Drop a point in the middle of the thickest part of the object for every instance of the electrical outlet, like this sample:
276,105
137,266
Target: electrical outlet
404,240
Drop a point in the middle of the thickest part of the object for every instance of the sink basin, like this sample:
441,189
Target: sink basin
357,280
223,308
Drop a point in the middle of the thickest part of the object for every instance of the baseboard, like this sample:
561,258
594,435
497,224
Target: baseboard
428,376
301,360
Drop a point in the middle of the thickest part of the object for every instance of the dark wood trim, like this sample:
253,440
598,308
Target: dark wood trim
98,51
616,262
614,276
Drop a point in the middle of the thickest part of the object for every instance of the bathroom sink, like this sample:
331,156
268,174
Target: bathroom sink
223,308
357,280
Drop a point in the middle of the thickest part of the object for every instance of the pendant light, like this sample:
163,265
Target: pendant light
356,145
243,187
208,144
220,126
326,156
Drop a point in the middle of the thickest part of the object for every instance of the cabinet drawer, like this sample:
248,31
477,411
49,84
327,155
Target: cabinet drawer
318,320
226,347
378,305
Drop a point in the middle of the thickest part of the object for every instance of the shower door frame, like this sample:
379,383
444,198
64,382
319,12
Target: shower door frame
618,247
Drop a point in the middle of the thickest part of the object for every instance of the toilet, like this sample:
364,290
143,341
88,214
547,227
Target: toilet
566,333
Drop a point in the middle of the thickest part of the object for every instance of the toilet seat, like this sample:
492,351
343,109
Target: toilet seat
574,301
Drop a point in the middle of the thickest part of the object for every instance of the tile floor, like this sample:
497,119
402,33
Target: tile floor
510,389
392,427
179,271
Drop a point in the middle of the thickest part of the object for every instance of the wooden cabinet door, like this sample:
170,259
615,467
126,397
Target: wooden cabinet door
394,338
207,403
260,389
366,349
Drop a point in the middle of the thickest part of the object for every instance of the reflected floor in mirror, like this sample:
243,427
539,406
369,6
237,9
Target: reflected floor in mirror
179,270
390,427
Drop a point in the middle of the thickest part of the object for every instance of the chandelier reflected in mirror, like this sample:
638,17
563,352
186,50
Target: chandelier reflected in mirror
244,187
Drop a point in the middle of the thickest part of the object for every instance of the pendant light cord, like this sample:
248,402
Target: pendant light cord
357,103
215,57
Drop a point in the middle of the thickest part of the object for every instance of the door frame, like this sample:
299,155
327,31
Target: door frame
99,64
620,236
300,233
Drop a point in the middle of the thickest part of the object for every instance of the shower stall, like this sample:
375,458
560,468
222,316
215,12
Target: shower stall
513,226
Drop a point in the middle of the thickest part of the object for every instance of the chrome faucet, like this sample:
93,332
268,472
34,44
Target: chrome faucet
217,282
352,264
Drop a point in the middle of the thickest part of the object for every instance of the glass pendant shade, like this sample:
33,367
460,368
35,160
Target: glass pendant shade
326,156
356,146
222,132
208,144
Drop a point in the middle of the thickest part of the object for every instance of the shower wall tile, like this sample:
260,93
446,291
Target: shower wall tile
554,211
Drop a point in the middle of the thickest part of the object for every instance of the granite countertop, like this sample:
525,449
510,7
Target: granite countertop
...
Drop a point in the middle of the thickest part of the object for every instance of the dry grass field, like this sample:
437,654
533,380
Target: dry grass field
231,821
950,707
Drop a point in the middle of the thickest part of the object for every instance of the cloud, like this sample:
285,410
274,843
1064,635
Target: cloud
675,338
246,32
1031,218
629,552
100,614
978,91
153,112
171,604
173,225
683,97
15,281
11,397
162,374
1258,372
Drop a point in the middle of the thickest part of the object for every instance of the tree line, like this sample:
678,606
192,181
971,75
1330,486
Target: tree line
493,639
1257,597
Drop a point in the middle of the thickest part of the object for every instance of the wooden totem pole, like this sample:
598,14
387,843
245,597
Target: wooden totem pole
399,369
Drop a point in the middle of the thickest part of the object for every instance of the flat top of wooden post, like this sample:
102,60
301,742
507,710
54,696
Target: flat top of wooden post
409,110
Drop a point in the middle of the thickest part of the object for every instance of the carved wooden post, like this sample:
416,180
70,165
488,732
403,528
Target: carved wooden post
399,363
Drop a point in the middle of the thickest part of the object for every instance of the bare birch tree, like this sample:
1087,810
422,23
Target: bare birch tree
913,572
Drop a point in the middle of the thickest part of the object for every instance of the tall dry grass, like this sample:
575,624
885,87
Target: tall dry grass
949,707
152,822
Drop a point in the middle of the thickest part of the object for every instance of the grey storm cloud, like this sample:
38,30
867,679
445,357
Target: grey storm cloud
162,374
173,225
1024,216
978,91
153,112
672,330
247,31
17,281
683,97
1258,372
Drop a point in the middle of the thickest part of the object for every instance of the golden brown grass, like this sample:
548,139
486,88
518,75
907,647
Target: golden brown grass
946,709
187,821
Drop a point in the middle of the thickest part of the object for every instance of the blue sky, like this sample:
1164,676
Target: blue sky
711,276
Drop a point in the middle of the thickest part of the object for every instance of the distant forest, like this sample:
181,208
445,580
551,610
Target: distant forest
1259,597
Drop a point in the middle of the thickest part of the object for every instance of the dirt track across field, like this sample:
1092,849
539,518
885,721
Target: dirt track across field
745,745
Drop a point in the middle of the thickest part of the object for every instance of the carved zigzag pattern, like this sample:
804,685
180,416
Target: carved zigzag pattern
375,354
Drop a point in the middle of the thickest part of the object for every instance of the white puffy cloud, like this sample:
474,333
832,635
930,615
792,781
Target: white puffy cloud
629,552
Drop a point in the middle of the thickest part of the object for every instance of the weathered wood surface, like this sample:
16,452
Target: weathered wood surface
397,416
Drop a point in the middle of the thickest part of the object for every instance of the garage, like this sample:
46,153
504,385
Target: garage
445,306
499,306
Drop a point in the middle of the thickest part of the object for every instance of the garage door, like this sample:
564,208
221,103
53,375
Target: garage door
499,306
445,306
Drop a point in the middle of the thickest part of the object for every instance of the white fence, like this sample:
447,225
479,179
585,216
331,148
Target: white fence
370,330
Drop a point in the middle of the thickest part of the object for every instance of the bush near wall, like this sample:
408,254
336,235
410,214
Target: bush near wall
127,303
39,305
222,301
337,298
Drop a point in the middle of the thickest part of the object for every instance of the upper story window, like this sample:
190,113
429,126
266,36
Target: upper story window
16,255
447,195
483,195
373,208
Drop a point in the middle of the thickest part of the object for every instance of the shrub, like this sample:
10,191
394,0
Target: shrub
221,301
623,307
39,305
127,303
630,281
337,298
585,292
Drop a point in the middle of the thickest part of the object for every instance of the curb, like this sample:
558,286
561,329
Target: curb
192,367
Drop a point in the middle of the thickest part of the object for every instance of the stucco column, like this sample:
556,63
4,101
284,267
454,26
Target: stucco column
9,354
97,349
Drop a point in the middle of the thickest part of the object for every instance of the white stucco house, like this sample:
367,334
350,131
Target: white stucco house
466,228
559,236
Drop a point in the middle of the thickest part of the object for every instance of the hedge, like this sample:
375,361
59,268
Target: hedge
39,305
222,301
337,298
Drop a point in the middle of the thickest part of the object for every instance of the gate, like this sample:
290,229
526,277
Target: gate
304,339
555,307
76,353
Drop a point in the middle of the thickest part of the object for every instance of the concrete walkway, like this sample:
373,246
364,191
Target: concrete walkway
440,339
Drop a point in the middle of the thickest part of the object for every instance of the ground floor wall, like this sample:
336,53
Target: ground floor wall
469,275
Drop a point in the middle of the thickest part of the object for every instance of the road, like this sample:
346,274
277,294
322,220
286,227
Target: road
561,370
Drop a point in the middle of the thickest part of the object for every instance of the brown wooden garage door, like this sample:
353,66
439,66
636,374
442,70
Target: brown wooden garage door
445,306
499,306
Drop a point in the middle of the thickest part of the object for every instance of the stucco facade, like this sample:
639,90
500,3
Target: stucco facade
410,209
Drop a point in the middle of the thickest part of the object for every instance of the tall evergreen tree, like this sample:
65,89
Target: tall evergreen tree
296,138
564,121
---
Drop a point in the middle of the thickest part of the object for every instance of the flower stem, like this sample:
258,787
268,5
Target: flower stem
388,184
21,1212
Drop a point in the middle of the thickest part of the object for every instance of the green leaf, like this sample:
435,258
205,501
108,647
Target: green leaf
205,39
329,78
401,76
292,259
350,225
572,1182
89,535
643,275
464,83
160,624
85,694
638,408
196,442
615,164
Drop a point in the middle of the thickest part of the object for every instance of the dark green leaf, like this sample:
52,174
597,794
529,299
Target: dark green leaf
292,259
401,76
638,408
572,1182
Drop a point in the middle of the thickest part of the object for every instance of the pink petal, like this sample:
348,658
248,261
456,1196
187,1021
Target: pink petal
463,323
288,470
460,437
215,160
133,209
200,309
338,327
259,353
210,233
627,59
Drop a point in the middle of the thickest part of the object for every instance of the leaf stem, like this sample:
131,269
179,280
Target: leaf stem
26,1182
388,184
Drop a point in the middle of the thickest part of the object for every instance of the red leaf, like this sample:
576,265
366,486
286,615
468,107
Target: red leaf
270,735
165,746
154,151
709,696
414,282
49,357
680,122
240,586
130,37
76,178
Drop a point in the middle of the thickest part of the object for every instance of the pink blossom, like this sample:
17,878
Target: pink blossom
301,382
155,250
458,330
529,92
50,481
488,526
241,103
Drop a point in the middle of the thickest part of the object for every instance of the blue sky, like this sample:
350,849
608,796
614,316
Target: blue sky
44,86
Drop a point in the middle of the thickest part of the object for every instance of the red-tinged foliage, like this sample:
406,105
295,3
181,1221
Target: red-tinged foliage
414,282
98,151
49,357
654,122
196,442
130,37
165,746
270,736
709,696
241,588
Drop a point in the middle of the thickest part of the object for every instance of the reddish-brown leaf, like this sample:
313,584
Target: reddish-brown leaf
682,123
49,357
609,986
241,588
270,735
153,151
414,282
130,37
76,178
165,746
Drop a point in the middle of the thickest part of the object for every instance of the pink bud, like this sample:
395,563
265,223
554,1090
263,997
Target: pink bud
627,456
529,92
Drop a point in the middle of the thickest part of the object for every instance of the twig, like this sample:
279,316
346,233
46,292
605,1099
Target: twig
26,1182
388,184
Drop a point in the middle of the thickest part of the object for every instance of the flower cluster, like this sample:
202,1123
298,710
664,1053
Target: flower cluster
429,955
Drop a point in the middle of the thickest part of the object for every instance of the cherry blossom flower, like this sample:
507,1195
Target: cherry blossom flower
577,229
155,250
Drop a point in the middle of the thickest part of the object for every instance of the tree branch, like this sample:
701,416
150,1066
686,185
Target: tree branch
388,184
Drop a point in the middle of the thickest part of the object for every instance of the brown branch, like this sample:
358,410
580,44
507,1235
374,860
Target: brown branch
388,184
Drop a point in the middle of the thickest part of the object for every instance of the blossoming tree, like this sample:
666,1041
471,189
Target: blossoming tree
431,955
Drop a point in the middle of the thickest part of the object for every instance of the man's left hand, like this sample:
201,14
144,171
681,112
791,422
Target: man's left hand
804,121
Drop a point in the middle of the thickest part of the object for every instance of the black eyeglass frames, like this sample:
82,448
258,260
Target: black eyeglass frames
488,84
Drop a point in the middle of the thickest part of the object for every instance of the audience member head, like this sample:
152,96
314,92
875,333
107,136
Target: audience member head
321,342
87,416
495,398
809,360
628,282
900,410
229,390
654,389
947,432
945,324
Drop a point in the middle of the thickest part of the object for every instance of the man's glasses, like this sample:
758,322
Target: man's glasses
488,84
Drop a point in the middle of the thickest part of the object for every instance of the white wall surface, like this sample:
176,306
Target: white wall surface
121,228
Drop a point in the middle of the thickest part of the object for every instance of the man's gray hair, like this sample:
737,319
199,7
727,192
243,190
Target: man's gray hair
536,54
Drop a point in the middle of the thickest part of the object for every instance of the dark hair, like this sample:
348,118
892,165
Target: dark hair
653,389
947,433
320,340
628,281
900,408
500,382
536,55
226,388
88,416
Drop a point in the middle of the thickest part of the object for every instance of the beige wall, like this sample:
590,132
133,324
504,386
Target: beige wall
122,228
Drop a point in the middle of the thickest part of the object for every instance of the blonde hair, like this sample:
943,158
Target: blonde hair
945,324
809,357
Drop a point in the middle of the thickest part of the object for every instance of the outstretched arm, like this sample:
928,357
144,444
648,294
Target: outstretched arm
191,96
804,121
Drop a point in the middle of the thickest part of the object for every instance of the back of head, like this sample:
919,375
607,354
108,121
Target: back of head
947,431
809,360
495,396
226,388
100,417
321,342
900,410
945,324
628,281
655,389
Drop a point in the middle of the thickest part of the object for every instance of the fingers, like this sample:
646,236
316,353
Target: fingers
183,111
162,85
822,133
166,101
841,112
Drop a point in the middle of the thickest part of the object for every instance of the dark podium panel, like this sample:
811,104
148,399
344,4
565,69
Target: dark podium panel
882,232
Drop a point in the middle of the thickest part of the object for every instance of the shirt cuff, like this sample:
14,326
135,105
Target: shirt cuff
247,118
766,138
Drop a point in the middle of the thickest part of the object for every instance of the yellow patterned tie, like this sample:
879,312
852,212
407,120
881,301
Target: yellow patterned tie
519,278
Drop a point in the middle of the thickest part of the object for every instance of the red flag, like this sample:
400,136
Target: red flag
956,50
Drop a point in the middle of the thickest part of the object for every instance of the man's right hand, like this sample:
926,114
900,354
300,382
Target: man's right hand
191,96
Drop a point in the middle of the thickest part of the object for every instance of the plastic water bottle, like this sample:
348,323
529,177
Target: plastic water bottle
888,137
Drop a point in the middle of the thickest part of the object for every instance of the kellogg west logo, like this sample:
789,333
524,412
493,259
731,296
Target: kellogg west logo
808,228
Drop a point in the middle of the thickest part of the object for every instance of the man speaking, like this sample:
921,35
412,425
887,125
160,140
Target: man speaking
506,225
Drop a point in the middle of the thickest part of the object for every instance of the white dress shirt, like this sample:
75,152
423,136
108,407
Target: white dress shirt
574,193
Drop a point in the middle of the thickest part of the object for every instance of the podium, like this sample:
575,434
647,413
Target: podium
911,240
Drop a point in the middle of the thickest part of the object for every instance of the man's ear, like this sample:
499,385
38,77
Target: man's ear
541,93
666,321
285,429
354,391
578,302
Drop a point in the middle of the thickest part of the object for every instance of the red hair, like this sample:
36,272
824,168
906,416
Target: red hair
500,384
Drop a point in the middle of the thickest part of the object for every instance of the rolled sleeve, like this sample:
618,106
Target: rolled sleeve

*Stated task*:
Rescale the listing from the line that contains "of the yellow" through the line that contains "Target: rolled sleeve". Copy every line in that range, requests included, but multiply each answer point coordinate by 2.55 and round to a whole number, halves up, while leaving the numbers in the requests and their sample points unchanged.

*Expected answer*:
Drop a point in the middle of the thickest part of the object for every instance of the yellow patterned tie, like this sample:
879,312
852,212
407,120
881,301
Target: yellow patterned tie
1323,709
Drop a point in the middle of the thickest part of the object for every instance of the red flag, like this sample:
400,136
Target: red flag
2438,128
Drop a point in the middle of the thickest part of the object for every instance of the man's right hand, like this sample:
926,114
900,354
300,382
Target: man's right hand
487,245
Drop a point in the middle of the thickest part of the object for every instance of the plastic water bottle, like this sample:
348,323
529,177
Target: plastic water bottle
2264,349
Drop a point in the middle of the thickest part of the object for every instance of the kellogg west logo, like this sample:
789,333
524,412
493,259
731,296
Target: kellogg west logo
2060,581
Drop a point in the middle of the thickest part of the object for every instance of the man speaking, like this sample:
921,35
412,425
887,125
160,140
Target: man speaking
1290,574
Drop a point in the middle of the thickest part of the object for every instance of the white dress shirt, like this sample:
75,152
423,136
108,407
Target: white dress shirt
1464,492
Drop a point in the middle of the thickest part of the object for every instance of the podium, like this sample:
575,434
647,413
Target: podium
2323,612
Drop a point in the middle of the thickest part of the object for every instance of the man's ear, like this sample:
499,385
38,77
Target: man's ear
1380,237
1698,819
727,1094
903,997
1474,770
Drop a point in the middle of the thickest part of the object for every instance of the red hair, like this sample:
36,272
824,168
906,416
Target: red hair
1275,979
Drop a point in the middle of the thickest part of the object for every instance of the rolled sleeve, like this sample:
618,106
Target: rolled sleeve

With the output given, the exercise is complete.